• _Exercise objective_: Every entry must be duplicated precisely as written.

----- Material for this exercise -----

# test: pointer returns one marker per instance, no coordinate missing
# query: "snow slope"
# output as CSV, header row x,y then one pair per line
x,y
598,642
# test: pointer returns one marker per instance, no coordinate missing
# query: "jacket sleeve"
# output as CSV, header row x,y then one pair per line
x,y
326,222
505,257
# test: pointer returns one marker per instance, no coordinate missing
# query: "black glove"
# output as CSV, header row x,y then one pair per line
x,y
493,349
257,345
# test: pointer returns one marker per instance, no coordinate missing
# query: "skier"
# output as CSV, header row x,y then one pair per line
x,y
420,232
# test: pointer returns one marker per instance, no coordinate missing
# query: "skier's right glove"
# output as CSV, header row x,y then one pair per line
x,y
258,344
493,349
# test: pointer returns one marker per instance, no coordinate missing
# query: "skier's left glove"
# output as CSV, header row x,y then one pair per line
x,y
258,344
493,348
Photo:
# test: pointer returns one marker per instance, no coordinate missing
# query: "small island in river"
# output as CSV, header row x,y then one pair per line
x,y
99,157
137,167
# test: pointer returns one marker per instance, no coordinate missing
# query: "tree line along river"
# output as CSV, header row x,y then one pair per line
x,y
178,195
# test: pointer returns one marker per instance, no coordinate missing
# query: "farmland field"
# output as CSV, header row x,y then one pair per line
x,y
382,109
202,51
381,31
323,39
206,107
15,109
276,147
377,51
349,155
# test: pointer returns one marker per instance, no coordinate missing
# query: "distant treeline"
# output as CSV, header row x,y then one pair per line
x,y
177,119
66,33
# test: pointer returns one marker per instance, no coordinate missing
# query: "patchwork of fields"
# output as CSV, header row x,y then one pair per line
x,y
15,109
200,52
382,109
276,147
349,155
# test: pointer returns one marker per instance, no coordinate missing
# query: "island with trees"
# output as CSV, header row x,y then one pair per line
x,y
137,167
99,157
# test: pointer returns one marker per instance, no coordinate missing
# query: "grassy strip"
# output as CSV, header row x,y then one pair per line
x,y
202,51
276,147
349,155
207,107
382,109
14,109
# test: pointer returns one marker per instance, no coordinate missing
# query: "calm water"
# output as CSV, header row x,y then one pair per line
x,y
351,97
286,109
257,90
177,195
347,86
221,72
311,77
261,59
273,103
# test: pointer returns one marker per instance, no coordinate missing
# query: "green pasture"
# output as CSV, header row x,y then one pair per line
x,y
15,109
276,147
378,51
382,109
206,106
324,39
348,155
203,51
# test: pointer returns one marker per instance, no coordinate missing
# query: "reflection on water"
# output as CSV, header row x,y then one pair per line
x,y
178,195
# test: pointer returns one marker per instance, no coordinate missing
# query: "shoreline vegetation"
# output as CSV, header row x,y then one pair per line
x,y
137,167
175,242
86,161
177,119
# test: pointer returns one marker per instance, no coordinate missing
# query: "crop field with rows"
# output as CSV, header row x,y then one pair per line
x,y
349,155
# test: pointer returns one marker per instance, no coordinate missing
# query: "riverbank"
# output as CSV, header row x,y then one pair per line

-----

• _Written reply_:
# test: pointer returns one marker per instance, no coordinate missing
# query: "snow slope"
# output as CSV, header row x,y then one pair per line
x,y
598,642
# test: pointer returns one marker per instance, no coordinate missing
# query: "jacket sleeve"
# output as CSV, header row x,y then one pair per line
x,y
326,222
505,257
# test: pointer returns one marker per instance, no coordinate missing
# query: "black glove"
# output as CSV, header row x,y then one pair per line
x,y
493,349
257,345
# test: pointer returns one marker per instance, no coordinate missing
# query: "skier"
# output as CSV, header row x,y then one pair per line
x,y
420,232
# test: pointer returns one marker per instance, no coordinate missing
# query: "skier's right glove"
# output as CSV, header row x,y then one pair per line
x,y
258,344
493,349
# test: pointer returns one marker per instance, no coordinate missing
# query: "skier's left glove"
# output as CSV, header row x,y then one pair per line
x,y
258,344
493,348
Photo:
# test: pointer returns one marker per instance, no coordinate missing
# query: "small island in river"
# output as CSV, header row x,y then one pair per line
x,y
99,157
137,167
# test: pointer returns one marker per instance, no coordinate missing
# query: "tree line along river"
# output as CSV, header row x,y then one pair per line
x,y
178,195
# test: pointer returns one marker per instance, no coordinate missing
# query: "farmland field"
# output as CSV, header row x,y then one pair per line
x,y
382,109
202,51
381,31
323,39
206,107
15,109
276,147
377,51
349,155
# test: pointer returns one marker per instance, no coordinate missing
# query: "distant treeline"
# output as CSV, header row x,y then one pair per line
x,y
177,119
66,33
# test: pointer returns one marker per instance, no coordinate missing
# query: "patchwork of fields"
# output as CSV, header row x,y then one pair per line
x,y
15,109
200,52
382,109
276,147
349,155
# test: pointer returns one marker per instance, no coordinate missing
# query: "island with trees"
# output as CSV, header row x,y then one pair per line
x,y
137,167
99,157
# test: pointer returns one marker per instance, no coordinate missing
# query: "grassy strip"
# output as CSV, header row x,y then one pair per line
x,y
202,51
276,147
349,155
207,107
382,109
14,109
# test: pointer returns one marker per instance, no coordinate missing
# query: "calm water"
# output as CSV, header row x,y then one pair per line
x,y
351,97
286,109
257,90
177,195
347,86
221,72
311,77
261,59
273,103
# test: pointer returns one marker per instance, no coordinate missing
# query: "green pasture"
# output as CSV, header row x,y then one pair per line
x,y
15,109
276,147
378,51
382,109
206,106
324,39
348,155
203,51
# test: pointer returns one marker per instance, no coordinate missing
# query: "reflection on water"
# output as CSV, header row x,y then one pair per line
x,y
178,195
# test: pointer returns one marker per instance, no coordinate missing
# query: "shoreline vegetation"
# output as CSV, header row x,y then one pair per line
x,y
137,167
175,242
86,161
177,119
# test: pointer returns one marker per instance, no coordinate missing
# query: "crop field with rows"
# output as CSV, header row x,y then one pair per line
x,y
349,155
# test: pointer returns one marker per instance, no coordinate missing
# query: "riverbank"
# output as CSV, header row x,y then one pair per line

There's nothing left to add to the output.